HÂMİŞ: Mektubun altına ilave edilen yazı, hâşiye, dipnot.

HAMR: Şarap.

HAMÛLE: 1. Yük. 2. Gemi yükü.

HANEDAN: Kökten asîl ve büyük aile, ocak.

HANİF: İslâmiyetten önce Allah’ın birliğine inanan ve Hz. İbrahim dinine bağlı olan kimse.

HÂRÂBAT: Harabeler, viraneler, meyhaneler. (Ziya Paşa’nın meşhur antolojisi).

HARABE: Şehir ve ev yıkıntısı, virane.

HARBÎ: 1. Harble ilgili. 2. Savaş yerinde bulunan ve müslüman olmayan kimse. 3. Anlaşma yapılmamış düşman. 4. Tüfek doldurma âleti.

HAREC: 1. Darlık, sıkıntı, zorluk. 2. Günah.

HAREM: 1. Girilmesi serbest olmayan yer. 2. İhrama girilen yerden itibaren Kâbe’ye doğru olan kısım.

HAREM-İ ŞERİF: Kâbe ve civarı.

HARİKULÂDE: Olağanüstü, eşi görülmemiş.

HARS: 1. Tarla sürmek. 2. Yarmak. 3. Ekin, kültür.

HASÂNET: Bir bina veya yapının sağlamlığı.

HASB: Göre, nazaran, gereğince.

HASBE: Kızamık hastalığı.

HASBE’L-ÂDE: Âdet gereği, alışıldığı gibi.

HASBE’L-BEŞERİYE: İnsanlık gereği.

HASBETEN LİLLAH: Allah rızası için.

HASEB: Baba tarafından gelen soyluluk, asalet.

HASED: Haset, kıskançlık, çekememezlik.

HASENÂT: İyilikler, güzel işler.

HASENE: İyilik, güzel iş.

HASF: Yere batma, ışığı sönme.

HÂSIL: Husûle gelen, peyda olan, çıkan, üreyen.

HÂSILA: Bir işten elde edilen sonuç.

HÂSIL-I KELAM: Sözün özeti.

HÂSİD: Haset edilen, kıskanç.

HÂSİR: 1. Hasret çeken, meramına kavuşamayan. 2. Zarar görmüş.

HASÎS: 1. Nekes, cimri. 2. Alçak, değersiz.

HASLET: Tabiat, huy, yaratılış.

HASR: 1. Sıkıştırma. 2. Etrafını çevirme, mahsus kılma, tahsis etme.

HASR-I EVKAT: Bütün vakitlerini o işe verme.

◆ **Kaynaktan alıntı**:
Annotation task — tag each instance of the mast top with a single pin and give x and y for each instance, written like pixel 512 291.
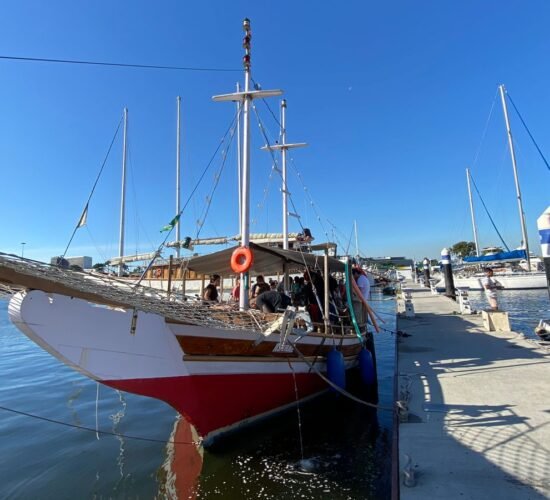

◆ **Yapılacak iş**: Lütfen sözlük metninde "HARABE: Şehir ve" ifadesiyle başlayan ve "Olağanüstü, eşi görülmemiş." ifadesine kadar, bu ifade de dahil olmak üzere uzanan bölümü harfi harfine yeniden yazın. Veriler, metinden bağımsız ayrı bir malzemedir.

◆ **Yanıt aşağıda**:
HARABE: Şehir ve ev yıkıntısı, virane.

HARBÎ: 1. Harble ilgili. 2. Savaş yerinde bulunan ve müslüman olmayan kimse. 3. Anlaşma yapılmamış düşman. 4. Tüfek doldurma âleti.

HAREC: 1. Darlık, sıkıntı, zorluk. 2. Günah.

HAREM: 1. Girilmesi serbest olmayan yer. 2. İhrama girilen yerden itibaren Kâbe’ye doğru olan kısım.

HAREM-İ ŞERİF: Kâbe ve civarı.

HARİKULÂDE: Olağanüstü, eşi görülmemiş.